(What to produce)
For the word "green", return each line of the data in which it occurs.
################
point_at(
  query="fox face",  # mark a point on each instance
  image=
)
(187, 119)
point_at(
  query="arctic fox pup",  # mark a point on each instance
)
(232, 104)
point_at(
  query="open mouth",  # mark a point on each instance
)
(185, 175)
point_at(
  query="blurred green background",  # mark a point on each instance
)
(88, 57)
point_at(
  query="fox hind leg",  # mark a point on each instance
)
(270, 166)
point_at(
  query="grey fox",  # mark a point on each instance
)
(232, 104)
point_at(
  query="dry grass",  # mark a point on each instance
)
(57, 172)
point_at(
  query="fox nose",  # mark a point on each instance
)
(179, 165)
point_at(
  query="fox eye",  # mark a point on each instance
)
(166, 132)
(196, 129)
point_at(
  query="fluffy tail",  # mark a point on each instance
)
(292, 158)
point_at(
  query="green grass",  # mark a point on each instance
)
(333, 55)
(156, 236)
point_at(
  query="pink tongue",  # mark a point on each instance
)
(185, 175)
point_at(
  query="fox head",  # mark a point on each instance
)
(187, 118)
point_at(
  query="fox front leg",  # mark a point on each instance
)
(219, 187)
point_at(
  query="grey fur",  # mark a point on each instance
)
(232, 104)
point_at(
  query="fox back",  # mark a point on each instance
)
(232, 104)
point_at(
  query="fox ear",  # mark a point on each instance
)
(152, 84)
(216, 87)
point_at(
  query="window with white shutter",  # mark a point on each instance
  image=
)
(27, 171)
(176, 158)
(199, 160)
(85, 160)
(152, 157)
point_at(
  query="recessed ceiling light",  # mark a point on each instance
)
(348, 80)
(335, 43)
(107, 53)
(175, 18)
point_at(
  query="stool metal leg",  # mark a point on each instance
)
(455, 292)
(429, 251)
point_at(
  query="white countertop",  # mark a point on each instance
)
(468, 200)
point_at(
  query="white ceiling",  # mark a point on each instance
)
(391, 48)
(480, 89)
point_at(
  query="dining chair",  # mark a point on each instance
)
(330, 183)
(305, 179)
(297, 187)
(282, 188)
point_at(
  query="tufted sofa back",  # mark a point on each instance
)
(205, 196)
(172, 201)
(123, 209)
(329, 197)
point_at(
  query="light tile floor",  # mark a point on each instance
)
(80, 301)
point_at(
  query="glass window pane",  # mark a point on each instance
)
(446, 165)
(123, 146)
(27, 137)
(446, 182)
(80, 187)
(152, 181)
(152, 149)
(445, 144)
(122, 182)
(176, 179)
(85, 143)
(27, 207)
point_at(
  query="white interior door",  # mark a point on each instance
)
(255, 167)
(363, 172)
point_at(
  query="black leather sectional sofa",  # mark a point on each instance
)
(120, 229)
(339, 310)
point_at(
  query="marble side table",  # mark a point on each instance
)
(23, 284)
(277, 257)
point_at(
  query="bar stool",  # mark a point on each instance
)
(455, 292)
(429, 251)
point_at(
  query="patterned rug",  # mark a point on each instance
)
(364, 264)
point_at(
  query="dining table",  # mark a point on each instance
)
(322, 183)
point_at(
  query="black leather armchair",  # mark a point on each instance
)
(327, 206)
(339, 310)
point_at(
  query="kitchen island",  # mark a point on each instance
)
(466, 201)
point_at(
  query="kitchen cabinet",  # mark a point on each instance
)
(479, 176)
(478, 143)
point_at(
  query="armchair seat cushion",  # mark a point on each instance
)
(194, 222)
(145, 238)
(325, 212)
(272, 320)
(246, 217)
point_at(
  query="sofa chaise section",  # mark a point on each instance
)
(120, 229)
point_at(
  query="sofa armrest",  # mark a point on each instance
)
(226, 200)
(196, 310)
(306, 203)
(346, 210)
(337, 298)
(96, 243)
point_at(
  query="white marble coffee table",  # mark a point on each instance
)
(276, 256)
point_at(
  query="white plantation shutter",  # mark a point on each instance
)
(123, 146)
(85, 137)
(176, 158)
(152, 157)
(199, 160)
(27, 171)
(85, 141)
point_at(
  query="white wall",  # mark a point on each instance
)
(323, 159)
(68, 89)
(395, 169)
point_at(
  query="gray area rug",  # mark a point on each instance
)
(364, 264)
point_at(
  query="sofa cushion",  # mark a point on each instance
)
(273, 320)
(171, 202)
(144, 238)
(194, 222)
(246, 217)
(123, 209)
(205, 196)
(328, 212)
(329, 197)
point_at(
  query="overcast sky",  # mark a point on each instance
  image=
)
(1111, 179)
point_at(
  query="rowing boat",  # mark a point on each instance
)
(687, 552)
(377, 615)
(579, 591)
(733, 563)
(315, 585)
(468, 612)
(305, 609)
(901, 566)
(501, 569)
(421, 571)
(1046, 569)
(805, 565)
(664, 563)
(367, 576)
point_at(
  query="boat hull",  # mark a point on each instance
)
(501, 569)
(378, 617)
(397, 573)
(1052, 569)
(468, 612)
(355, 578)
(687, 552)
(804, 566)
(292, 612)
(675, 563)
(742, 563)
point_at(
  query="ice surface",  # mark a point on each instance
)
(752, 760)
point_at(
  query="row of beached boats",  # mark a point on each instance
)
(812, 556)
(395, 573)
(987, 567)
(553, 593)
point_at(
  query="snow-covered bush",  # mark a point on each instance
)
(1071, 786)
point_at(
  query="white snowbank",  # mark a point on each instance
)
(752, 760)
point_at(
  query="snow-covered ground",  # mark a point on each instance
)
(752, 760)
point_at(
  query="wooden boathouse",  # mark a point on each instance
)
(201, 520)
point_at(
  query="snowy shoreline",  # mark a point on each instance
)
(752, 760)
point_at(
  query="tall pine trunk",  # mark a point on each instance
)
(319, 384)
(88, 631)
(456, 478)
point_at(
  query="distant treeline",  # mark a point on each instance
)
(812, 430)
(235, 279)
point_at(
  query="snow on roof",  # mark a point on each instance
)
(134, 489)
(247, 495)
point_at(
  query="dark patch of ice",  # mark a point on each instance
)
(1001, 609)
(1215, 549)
################
(Task response)
  query="blurred green background",  # mark a point on each instance
  query="green grass",  # mark a point on each instance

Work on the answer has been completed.